Selection.
* BEGIN *
Removing Single Table Inheritance from Rails

When Learn's main codebase came into existence five years ago, Single Table Inheritance (STI) was pretty popular. The Flatiron Labs team at the time went all in on it - using it for everything from assessments and curriculum to activity feed events and content within our growing learning management system. And that was great- it got the job done. It allowed instructors to deliver curriculum, track student progress, and create an engaging user experience.

But as many blog posts have pointed out (this one, this one, and this one for example), STI does not scale super well, especially as the data grow and new subclasses begin varying widely from their superclasses and each other. As you might have guessed, the same happened in our codebase! Our school expanded and we supported more and more features and lesson types. Over time, the models began to bloat and mutate and no longer reflect the right abstraction for the domain.

We lived in that space for a while, giving that code a wide berth, and patching it only when necessary. And then the time came to refactor.

Over the past few months, I embarked on a mission to remove one particularly gnarly instance of STI, one that involved the somewhat ambiguously named Content model. As easy as STI is to set up initially, it's actually pretty difficult to remove.

So, in this post, I'll cover a bit about STI, provide some context about our domain, outline the scope of work, and discuss strategies I employed to safely deploy changes while minimizing the surface area for serious damage while I gutted the core of our app.

About Single Table Inheritance (STI)
* END *
Data extract.
* BEGIN *
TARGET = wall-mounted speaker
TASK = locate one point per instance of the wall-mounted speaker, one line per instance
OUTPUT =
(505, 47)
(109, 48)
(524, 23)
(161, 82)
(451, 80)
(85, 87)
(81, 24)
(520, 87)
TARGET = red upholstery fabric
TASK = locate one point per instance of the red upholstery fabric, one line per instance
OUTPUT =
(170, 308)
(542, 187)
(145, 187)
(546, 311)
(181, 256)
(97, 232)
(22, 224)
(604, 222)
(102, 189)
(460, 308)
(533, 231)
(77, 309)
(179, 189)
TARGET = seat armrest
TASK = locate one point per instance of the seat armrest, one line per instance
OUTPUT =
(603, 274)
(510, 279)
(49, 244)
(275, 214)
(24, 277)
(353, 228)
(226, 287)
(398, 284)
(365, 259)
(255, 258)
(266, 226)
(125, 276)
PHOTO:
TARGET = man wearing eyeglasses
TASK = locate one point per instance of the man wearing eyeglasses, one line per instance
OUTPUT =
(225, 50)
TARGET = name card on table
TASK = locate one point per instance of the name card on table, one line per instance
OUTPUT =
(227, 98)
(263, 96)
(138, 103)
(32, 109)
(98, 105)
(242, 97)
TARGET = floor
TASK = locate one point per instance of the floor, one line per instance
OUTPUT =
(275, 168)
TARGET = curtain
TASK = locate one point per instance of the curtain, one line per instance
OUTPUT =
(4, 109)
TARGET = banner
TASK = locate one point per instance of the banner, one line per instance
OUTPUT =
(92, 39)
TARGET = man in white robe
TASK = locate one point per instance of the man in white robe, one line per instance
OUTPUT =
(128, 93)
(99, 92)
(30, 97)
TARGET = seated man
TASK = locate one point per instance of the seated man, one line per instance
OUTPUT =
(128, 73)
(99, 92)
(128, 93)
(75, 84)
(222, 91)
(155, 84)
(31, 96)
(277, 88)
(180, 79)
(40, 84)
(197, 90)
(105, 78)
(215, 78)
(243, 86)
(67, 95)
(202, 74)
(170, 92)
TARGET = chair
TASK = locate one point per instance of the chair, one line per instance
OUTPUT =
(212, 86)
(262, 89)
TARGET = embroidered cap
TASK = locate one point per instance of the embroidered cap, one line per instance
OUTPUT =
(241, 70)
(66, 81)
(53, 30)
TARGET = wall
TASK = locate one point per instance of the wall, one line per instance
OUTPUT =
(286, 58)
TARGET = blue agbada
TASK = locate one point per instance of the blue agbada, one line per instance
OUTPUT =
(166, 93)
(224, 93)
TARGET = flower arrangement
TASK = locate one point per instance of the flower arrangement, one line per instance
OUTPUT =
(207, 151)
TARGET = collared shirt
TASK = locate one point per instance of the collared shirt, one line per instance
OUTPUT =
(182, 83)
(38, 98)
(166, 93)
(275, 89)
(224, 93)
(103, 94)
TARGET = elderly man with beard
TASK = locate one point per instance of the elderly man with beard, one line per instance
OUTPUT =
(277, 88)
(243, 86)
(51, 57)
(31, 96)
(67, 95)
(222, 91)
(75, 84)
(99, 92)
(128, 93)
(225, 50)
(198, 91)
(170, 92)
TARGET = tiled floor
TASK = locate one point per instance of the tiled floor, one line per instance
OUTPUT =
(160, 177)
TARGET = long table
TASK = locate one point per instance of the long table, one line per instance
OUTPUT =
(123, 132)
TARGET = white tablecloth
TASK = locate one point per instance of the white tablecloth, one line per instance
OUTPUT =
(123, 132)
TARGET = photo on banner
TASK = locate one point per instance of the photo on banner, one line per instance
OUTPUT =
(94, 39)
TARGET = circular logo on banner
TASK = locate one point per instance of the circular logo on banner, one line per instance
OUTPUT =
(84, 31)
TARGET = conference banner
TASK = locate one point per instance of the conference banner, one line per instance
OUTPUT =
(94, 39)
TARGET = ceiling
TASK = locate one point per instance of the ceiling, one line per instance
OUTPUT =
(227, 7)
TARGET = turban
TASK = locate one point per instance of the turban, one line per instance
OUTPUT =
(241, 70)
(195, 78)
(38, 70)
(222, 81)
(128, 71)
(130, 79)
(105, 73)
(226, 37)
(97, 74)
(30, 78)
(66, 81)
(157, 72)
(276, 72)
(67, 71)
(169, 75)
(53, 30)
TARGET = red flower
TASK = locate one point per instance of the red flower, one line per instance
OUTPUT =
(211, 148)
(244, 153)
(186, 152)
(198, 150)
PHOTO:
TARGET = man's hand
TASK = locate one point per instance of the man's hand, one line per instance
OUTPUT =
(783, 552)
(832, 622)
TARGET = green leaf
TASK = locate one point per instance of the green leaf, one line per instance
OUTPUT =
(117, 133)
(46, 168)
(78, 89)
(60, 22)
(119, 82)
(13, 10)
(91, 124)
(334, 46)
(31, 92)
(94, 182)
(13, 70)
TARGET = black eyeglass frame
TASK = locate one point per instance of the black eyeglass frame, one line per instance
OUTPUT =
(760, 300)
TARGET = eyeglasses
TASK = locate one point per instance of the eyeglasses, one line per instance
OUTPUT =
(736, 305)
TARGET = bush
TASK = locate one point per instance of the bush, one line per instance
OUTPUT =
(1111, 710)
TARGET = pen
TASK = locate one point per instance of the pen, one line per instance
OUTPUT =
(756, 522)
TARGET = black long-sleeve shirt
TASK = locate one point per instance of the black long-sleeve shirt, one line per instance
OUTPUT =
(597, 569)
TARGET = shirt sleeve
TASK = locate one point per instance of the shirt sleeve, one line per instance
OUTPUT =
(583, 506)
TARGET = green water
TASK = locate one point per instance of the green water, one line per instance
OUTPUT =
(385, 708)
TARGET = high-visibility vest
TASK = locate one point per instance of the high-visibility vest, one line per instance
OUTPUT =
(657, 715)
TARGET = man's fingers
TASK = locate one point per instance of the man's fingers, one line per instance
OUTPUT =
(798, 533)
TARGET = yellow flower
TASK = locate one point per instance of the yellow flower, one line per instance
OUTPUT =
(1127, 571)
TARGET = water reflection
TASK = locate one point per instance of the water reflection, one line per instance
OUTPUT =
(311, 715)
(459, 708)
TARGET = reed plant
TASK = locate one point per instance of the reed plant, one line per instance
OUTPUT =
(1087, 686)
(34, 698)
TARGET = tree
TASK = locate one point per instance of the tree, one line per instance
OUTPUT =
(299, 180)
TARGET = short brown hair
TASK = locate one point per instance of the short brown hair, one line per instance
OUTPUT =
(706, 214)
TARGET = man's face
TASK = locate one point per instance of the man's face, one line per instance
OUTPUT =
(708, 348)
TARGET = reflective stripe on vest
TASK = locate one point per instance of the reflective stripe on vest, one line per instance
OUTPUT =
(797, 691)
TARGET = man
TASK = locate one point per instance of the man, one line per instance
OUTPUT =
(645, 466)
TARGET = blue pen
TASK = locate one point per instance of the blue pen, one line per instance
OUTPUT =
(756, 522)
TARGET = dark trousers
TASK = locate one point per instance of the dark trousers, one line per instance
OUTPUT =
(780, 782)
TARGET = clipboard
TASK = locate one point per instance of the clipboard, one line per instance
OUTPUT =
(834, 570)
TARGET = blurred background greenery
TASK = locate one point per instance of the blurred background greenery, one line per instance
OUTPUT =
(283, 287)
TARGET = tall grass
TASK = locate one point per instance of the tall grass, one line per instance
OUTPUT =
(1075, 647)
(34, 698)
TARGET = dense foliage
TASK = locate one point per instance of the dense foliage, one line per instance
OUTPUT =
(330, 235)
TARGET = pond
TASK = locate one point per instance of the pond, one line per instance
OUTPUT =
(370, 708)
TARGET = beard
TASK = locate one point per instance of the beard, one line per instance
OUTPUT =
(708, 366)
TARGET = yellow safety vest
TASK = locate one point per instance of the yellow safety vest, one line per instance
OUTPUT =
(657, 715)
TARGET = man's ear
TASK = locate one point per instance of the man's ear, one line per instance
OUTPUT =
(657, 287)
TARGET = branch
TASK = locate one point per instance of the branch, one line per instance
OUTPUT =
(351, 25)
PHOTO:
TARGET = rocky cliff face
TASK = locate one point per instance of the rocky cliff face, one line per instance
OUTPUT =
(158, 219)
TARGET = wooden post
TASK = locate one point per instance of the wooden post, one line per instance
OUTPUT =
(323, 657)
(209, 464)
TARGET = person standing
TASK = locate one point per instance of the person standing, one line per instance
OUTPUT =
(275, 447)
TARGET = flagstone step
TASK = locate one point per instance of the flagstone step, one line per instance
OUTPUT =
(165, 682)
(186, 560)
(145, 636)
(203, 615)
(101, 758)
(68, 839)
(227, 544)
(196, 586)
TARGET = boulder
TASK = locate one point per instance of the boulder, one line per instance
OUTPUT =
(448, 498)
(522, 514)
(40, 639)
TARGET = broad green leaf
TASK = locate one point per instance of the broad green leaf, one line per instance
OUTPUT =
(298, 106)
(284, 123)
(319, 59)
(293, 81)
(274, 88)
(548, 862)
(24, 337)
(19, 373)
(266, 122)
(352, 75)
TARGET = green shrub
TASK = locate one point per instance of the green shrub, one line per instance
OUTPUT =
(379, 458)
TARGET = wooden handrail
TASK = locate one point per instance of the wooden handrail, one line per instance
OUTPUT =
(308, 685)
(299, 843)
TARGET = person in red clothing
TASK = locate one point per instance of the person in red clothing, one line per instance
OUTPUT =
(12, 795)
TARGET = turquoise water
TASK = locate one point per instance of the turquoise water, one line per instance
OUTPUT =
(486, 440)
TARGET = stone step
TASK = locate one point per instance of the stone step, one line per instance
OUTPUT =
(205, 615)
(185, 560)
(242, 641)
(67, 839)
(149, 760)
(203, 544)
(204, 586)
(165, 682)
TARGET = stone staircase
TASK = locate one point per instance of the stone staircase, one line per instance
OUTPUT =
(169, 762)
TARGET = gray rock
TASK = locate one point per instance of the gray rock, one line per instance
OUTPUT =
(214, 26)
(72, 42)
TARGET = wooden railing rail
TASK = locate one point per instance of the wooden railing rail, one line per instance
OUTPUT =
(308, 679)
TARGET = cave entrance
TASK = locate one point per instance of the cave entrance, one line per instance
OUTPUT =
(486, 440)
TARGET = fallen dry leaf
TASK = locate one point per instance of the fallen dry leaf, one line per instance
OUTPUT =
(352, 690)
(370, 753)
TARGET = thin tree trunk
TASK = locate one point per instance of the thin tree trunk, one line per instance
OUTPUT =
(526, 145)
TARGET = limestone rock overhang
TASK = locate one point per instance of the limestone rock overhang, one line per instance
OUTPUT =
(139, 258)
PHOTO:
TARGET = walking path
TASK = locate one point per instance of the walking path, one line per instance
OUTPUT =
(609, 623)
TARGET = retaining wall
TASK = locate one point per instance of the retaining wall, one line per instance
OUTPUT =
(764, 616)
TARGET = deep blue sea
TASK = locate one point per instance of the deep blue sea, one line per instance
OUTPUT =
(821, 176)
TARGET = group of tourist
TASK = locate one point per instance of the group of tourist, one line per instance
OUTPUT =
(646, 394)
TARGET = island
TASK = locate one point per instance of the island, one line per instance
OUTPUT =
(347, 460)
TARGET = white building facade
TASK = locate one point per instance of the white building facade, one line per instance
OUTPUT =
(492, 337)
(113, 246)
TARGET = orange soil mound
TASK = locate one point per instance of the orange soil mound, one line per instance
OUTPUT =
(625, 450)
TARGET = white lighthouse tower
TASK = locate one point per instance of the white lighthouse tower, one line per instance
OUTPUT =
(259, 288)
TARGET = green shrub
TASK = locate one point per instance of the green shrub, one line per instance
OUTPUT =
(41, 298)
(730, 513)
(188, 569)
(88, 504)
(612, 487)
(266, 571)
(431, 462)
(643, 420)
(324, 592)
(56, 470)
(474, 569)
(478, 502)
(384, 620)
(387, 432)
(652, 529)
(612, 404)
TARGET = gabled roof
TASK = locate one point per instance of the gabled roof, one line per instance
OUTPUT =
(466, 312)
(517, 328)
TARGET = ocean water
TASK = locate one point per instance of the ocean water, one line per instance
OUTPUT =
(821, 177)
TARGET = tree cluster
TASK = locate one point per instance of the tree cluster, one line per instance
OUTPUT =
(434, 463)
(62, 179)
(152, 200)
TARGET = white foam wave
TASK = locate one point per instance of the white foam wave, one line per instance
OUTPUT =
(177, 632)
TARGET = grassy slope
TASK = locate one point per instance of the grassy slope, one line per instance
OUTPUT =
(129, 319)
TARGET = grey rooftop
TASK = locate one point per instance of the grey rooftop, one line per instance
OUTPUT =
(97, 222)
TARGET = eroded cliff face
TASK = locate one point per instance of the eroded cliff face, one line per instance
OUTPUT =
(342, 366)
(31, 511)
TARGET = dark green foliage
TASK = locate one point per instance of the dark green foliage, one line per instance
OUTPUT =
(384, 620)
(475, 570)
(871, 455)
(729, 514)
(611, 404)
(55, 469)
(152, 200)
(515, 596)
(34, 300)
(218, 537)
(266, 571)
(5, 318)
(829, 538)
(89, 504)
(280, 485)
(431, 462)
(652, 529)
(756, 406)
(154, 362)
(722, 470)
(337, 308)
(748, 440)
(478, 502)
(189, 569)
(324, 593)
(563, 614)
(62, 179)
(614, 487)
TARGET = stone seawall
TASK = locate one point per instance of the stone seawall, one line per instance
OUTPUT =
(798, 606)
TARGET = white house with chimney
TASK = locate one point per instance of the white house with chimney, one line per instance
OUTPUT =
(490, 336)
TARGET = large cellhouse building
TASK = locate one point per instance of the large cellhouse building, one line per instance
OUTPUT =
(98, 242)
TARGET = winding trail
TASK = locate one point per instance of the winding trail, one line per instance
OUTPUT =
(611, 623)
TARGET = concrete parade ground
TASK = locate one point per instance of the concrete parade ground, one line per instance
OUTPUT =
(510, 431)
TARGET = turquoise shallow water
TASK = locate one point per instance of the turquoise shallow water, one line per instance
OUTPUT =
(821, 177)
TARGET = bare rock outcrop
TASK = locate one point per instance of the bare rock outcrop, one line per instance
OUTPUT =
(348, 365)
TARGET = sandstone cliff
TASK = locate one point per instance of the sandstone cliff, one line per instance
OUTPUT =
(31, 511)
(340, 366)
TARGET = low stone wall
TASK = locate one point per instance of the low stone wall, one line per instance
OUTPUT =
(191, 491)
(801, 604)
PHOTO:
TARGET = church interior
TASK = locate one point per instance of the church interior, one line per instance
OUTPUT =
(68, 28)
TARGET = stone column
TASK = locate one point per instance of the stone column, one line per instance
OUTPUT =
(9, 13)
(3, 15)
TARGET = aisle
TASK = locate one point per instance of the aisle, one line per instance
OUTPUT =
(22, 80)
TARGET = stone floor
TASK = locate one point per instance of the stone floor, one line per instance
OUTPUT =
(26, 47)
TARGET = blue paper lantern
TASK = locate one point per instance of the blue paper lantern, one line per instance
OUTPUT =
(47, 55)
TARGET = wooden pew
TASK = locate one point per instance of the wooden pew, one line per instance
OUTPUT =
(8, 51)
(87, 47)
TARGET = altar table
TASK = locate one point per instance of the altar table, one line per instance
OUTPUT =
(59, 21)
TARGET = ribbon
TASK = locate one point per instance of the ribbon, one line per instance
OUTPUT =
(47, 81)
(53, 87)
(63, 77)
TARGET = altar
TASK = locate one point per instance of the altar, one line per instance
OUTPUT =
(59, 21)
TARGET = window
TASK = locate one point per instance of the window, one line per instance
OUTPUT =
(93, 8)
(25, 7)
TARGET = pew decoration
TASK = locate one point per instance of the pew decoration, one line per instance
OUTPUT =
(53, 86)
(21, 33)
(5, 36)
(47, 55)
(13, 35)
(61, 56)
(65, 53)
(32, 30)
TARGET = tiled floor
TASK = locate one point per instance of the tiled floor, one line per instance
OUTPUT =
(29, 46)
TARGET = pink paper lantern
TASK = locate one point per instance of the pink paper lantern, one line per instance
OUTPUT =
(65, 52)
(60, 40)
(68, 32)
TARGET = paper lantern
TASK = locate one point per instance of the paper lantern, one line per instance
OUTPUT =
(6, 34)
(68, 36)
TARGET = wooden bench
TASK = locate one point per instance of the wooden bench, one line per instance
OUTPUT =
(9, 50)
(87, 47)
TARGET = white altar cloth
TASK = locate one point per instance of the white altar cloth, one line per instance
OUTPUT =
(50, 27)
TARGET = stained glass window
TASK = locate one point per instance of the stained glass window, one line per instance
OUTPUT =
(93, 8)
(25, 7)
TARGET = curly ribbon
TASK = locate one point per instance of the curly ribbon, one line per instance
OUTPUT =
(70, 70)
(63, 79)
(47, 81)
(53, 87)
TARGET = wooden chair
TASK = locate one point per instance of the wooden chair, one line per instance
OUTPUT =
* END *
Problems and tasks.
#1 In the post on removing Single Table Inheritance from Rails, which model was involved in the instance of STI that the author set out to remove?
#2 Write the next part of the post on removing Single Table Inheritance from Rails, picking up after its final line.
The entries play no part in what follows.

Task-by-task answers.
#1 The somewhat ambiguously named Content model.

#2
In brief, Single Table Inheritance in Rails allows you to store multiple types of classes in the same table. In Active Record, the class name is stored as the type in the table. For example, you might have a Lab, Readme, and Project all live in the contents table:

class Lab < Content; end
class Readme < Content; end
class Project < Content; end

In this example, labs, readmes, and projects are all types of content that could be associated with a lesson.

Our contents table's schema looked a bit like this, so you can see that the type is just stored in the table.

create_table "content", force: :cascade do |t|
  t.integer "curriculum_id",
  t.string  "type",
  t.text    "markdown_format",
  t.string  "title",
  t.integer "track_id",
  t.integer "github_repository_id"
end

Identifying the Scope of Work

Content sprawled throughout the app, sometimes confusingly. For example, this described the relationships in the Lesson model.

class Lesson < Curriculum
  has_many :contents, -> { order(ordinal: :asc) }
  has_one  :content, foreign_key: :curriculum_id
  has_many :readmes, foreign_key: :curriculum_id
  has_one  :lab, foreign_key: :curriculum_id
  has_one  :readme, foreign_key: :curriculum_id
  has_many :assigned_repos, through: :contents
end

Confused? So was I. And that was just one model of many that I had to change.

So with my brilliant and talented teammates (Kate Travers, Steven Nunez, and Spencer Rogers), I brainstormed a better design to help cut down on confusion and make this system easier to extend.

A New Design

The concept that Content was trying to represent was an intermediary between a GithubRepository and a Lesson.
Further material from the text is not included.